- Task data:
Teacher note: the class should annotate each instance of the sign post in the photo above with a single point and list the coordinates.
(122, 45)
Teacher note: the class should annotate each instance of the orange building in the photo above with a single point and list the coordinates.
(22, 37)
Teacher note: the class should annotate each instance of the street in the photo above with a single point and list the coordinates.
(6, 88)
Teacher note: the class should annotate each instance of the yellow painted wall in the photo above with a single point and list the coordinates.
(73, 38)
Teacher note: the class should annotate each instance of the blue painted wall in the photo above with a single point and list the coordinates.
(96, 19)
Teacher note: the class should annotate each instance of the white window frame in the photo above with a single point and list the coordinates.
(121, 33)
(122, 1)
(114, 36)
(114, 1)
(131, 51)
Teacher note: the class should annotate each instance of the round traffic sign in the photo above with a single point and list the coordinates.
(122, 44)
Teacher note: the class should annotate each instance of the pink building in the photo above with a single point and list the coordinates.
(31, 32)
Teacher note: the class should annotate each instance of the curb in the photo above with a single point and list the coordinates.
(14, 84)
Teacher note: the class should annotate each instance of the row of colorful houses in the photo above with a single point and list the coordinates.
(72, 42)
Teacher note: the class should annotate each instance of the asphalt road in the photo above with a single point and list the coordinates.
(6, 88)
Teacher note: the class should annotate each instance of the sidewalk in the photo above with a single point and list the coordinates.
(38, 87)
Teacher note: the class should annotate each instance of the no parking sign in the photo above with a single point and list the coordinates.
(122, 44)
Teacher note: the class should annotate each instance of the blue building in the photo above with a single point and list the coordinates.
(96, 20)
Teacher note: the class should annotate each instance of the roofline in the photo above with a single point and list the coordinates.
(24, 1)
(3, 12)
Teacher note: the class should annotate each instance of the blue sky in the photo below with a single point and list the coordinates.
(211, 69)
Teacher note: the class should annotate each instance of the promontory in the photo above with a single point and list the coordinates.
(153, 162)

- Exercise description:
Print all of the items above again word for word, with no changes.

- The reply:
Teacher note: the class should annotate each instance of the sign post in the photo above with a single point and list the coordinates.
(122, 45)
Teacher note: the class should annotate each instance of the orange building in the photo above with a single point and list the coordinates.
(22, 37)
Teacher note: the class should annotate each instance of the street in the photo above with a single point and list the coordinates.
(6, 88)
Teacher note: the class should annotate each instance of the yellow painted wall in the photo above with a single point and list the coordinates.
(73, 38)
Teacher note: the class should annotate each instance of the blue painted wall in the photo above with a single point and list the coordinates.
(96, 19)
Teacher note: the class should annotate each instance of the white window frame in the photo above with a single point and list the coordinates.
(121, 33)
(122, 1)
(114, 36)
(114, 1)
(131, 51)
Teacher note: the class should annotate each instance of the round traffic sign in the photo above with a single point and list the coordinates.
(122, 44)
Teacher note: the class should annotate each instance of the pink building in the photo above with a single point and list the coordinates.
(31, 32)
Teacher note: the class should annotate each instance of the curb in the photo above with a single point and list the coordinates.
(14, 84)
Teacher note: the class should annotate each instance of the row of colorful houses in the photo above with a single point and list the coordinates.
(72, 42)
Teacher note: the class should annotate each instance of the asphalt road in the photo above with a single point and list the coordinates.
(6, 88)
Teacher note: the class should annotate each instance of the sidewalk in the photo above with a single point and list the coordinates.
(38, 87)
Teacher note: the class should annotate each instance of the no parking sign in the photo above with a single point and list the coordinates.
(122, 44)
Teacher note: the class should annotate each instance of the blue building in the photo above with a single point and list the coordinates.
(96, 20)
Teacher note: the class should annotate each instance of the roofline in the photo above with a single point and list the coordinates.
(24, 1)
(3, 12)
Teacher note: the class should annotate each instance of the blue sky in the photo below with a single point and list the coordinates.
(211, 69)
Teacher note: the class should annotate each instance of the promontory in the photo above with a single point and list the coordinates.
(153, 162)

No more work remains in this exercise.